**TRECHO PARA LEITURA**
Você prefere ouvir este artigo?
O ser humano sempre buscou na arte uma transcendência que vai muito além de sua pessoa ou sociedade – e sempre teve auxílio para encontrá-la. Segundo J. van Rijckenborgh e Catharose de Petri [1], historicamente essa interação entre o abstrato e o concreto conhece três fases.
Na primeira, a transcendência atua em favor da humanidade. É quando o ser humano inicia seu processo de transformação da consciência com base em informações externas percebidas por sua consciência concreta.
Na segunda, ele trabalha com a humanidade. Ele passa por uma experiência de intenso trabalho intuitivo e cria sua identidade.
Na terceira, realiza-se a eternidade no tempo por meio da humanidade. Adquire-se uma consciência superior abstrata que permite ao ser humano atuar no mundo com transcendência. Este é o caminho de conexão com o divino, a dimensão espiritual.

**LISTA DE TAREFAS**
1. Reescreva o trecho sobre arte e transcendência desde "Você prefere ouvir" até "sua consciência concreta.", inclusive, substituindo "três fases" por "três etapas".
2. De acordo com o trecho sobre arte e transcendência, que tipo de consciência o ser humano adquire na terceira fase?
A listagem é um material à parte, sem ligação com o trecho sobre arte e transcendência.

**DADOS FORNECIDOS**

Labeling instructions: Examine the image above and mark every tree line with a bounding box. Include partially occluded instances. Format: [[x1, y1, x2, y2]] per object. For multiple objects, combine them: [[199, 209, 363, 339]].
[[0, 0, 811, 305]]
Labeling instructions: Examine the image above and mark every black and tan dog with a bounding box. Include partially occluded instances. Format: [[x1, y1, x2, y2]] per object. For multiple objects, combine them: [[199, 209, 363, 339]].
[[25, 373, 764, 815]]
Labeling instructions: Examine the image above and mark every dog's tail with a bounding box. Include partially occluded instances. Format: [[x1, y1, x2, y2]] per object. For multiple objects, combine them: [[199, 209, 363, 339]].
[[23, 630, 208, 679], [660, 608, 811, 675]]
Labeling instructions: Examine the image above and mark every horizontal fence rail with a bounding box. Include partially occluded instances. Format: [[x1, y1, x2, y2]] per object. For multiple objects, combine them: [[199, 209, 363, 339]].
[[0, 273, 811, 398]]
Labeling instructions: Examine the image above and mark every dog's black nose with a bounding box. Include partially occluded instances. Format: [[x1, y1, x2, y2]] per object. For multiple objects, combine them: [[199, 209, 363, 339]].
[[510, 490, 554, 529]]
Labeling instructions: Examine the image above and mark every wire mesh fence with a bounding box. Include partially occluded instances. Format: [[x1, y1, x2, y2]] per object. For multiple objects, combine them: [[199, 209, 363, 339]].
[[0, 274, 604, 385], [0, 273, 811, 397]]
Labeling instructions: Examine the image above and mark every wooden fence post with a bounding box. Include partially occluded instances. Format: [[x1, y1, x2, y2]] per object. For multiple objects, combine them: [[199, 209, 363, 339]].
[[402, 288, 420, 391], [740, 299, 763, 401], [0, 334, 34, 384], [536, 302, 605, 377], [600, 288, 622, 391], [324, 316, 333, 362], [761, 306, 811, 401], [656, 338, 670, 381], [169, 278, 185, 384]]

**RESPOSTAS ÀS TAREFAS**
1.
Você prefere ouvir este artigo?
O ser humano sempre buscou na arte uma transcendência que vai muito além de sua pessoa ou sociedade – e sempre teve auxílio para encontrá-la. Segundo J. van Rijckenborgh e Catharose de Petri [1], historicamente essa interação entre o abstrato e o concreto conhece três etapas.
Na primeira, a transcendência atua em favor da humanidade. É quando o ser humano inicia seu processo de transformação da consciência com base em informações externas percebidas por sua consciência concreta.

2. Uma consciência superior abstrata, que lhe permite atuar no mundo com transcendência.